<<<<

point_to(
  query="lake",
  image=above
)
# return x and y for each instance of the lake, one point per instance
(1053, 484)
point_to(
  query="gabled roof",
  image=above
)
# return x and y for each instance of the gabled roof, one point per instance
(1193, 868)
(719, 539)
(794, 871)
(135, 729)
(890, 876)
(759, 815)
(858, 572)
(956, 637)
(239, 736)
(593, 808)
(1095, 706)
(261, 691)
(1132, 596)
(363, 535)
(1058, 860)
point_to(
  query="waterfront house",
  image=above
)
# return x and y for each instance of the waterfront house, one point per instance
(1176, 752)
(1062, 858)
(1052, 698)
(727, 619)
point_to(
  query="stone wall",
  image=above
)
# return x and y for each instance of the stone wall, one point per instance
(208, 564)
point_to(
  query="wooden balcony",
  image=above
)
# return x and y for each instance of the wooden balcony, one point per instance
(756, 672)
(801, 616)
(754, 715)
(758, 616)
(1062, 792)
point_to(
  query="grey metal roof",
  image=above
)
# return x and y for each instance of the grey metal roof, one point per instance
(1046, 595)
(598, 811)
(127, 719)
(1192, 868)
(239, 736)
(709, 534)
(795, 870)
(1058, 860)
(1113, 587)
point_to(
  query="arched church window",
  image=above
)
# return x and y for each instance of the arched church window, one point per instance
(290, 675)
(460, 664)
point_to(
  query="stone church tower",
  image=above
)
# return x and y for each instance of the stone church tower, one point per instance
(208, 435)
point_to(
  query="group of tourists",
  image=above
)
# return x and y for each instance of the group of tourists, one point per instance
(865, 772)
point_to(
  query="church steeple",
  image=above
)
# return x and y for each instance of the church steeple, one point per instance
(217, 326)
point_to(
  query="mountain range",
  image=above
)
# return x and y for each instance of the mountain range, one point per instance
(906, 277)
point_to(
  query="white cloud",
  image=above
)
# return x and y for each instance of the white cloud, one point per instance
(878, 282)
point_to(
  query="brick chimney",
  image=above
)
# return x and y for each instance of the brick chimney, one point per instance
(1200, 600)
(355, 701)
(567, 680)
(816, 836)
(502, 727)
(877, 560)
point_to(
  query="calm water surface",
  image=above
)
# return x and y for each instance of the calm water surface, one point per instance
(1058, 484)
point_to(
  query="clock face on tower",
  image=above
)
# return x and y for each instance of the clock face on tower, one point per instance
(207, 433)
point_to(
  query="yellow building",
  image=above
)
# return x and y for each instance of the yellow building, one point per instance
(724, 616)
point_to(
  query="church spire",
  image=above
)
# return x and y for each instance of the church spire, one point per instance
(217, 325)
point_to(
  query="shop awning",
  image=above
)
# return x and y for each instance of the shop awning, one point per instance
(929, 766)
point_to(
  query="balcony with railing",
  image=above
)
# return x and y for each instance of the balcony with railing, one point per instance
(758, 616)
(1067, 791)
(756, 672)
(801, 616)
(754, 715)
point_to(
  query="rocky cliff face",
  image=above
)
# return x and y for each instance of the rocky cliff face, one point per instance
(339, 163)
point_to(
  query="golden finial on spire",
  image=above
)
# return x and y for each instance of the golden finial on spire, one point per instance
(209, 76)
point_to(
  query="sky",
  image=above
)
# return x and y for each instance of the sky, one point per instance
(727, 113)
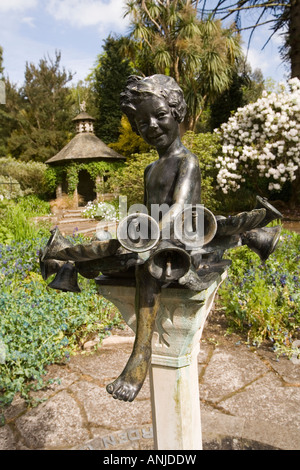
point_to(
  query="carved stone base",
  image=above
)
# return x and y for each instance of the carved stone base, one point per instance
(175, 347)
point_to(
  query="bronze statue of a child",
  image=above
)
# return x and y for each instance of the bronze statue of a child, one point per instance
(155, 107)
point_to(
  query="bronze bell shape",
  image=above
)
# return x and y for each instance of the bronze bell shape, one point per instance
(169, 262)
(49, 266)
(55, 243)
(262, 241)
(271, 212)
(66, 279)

>>>>
<<<<

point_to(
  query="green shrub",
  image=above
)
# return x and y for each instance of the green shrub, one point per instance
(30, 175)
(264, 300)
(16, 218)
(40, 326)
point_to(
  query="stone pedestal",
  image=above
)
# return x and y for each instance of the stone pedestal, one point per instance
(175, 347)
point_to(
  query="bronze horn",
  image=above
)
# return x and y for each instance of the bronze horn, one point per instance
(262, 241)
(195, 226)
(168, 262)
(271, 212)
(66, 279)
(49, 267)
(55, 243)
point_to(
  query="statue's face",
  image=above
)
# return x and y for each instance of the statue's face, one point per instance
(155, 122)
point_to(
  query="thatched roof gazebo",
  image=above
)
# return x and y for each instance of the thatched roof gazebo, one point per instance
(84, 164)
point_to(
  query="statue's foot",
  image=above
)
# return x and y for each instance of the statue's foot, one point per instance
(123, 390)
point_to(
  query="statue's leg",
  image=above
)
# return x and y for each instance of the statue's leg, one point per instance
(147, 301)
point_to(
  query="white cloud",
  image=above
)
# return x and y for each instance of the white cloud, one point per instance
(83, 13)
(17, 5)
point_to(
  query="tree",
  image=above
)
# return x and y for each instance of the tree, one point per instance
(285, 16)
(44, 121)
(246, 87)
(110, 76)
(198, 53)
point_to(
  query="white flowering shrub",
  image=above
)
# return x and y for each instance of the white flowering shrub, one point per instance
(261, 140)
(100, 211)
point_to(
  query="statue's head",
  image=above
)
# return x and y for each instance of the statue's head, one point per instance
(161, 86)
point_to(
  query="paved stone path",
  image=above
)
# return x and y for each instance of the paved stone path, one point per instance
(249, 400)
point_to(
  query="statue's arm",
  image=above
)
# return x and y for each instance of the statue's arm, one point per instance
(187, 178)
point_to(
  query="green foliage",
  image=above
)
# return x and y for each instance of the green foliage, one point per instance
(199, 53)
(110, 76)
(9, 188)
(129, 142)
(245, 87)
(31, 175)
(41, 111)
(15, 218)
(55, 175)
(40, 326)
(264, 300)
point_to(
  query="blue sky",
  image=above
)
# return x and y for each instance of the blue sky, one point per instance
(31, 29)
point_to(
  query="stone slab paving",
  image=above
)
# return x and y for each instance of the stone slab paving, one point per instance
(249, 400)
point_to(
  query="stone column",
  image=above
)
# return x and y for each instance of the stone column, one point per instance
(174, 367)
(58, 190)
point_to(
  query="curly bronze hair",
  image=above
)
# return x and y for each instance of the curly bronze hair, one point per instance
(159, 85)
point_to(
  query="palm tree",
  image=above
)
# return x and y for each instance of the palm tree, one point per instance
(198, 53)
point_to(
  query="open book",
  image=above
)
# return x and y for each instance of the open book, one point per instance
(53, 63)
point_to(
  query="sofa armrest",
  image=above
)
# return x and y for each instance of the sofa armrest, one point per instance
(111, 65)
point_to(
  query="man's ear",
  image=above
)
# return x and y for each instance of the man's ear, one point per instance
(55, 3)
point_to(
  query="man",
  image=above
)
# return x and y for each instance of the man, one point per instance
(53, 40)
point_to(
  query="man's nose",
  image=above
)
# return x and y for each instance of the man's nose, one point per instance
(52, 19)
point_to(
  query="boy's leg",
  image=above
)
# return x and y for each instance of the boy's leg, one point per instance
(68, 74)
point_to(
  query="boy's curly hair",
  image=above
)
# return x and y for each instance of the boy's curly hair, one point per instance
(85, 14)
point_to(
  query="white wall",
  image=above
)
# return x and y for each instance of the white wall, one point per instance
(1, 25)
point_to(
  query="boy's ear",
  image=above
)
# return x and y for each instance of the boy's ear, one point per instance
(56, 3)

>>>>
<<<<

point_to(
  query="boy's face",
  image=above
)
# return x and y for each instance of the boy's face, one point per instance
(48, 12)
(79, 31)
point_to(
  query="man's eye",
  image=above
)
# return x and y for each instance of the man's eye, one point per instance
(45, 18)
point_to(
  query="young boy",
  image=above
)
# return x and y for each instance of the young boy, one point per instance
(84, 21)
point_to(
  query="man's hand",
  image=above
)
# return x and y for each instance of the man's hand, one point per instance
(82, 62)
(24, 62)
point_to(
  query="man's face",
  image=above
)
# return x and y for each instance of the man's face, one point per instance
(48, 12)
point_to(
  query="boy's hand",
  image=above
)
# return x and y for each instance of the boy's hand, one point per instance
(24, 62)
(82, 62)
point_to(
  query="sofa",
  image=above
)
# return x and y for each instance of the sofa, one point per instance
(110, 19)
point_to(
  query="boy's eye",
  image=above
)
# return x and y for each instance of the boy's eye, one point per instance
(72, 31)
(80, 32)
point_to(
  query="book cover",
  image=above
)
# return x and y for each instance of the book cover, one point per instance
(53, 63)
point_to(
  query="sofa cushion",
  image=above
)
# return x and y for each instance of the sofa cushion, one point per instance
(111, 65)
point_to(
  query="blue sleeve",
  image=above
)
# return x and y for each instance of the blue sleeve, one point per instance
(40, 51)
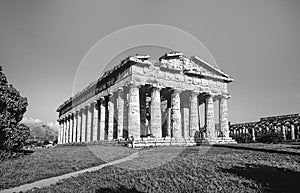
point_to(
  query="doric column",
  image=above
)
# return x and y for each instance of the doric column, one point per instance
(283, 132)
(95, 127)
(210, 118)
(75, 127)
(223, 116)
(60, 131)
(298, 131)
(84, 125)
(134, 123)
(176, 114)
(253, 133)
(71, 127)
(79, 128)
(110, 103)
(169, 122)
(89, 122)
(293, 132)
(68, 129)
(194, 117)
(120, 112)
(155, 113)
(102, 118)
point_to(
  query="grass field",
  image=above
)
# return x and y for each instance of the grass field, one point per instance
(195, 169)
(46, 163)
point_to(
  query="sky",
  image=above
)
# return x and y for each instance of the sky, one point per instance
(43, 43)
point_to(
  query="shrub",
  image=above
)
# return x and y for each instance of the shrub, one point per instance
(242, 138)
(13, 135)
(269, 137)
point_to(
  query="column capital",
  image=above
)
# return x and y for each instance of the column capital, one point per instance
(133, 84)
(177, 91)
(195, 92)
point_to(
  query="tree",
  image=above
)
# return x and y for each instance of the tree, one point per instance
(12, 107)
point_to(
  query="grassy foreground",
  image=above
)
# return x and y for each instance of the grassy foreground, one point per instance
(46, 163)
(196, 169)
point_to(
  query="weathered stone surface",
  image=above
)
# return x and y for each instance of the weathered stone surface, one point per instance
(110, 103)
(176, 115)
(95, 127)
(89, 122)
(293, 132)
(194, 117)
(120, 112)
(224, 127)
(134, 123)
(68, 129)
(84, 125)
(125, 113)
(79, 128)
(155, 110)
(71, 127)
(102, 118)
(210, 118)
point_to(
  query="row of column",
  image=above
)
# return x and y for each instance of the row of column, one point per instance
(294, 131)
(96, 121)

>>>>

EXERCISE TASK
How many lines in the rows above contain the string "field"? Reply with the number alone.

CORRECT RESULT
2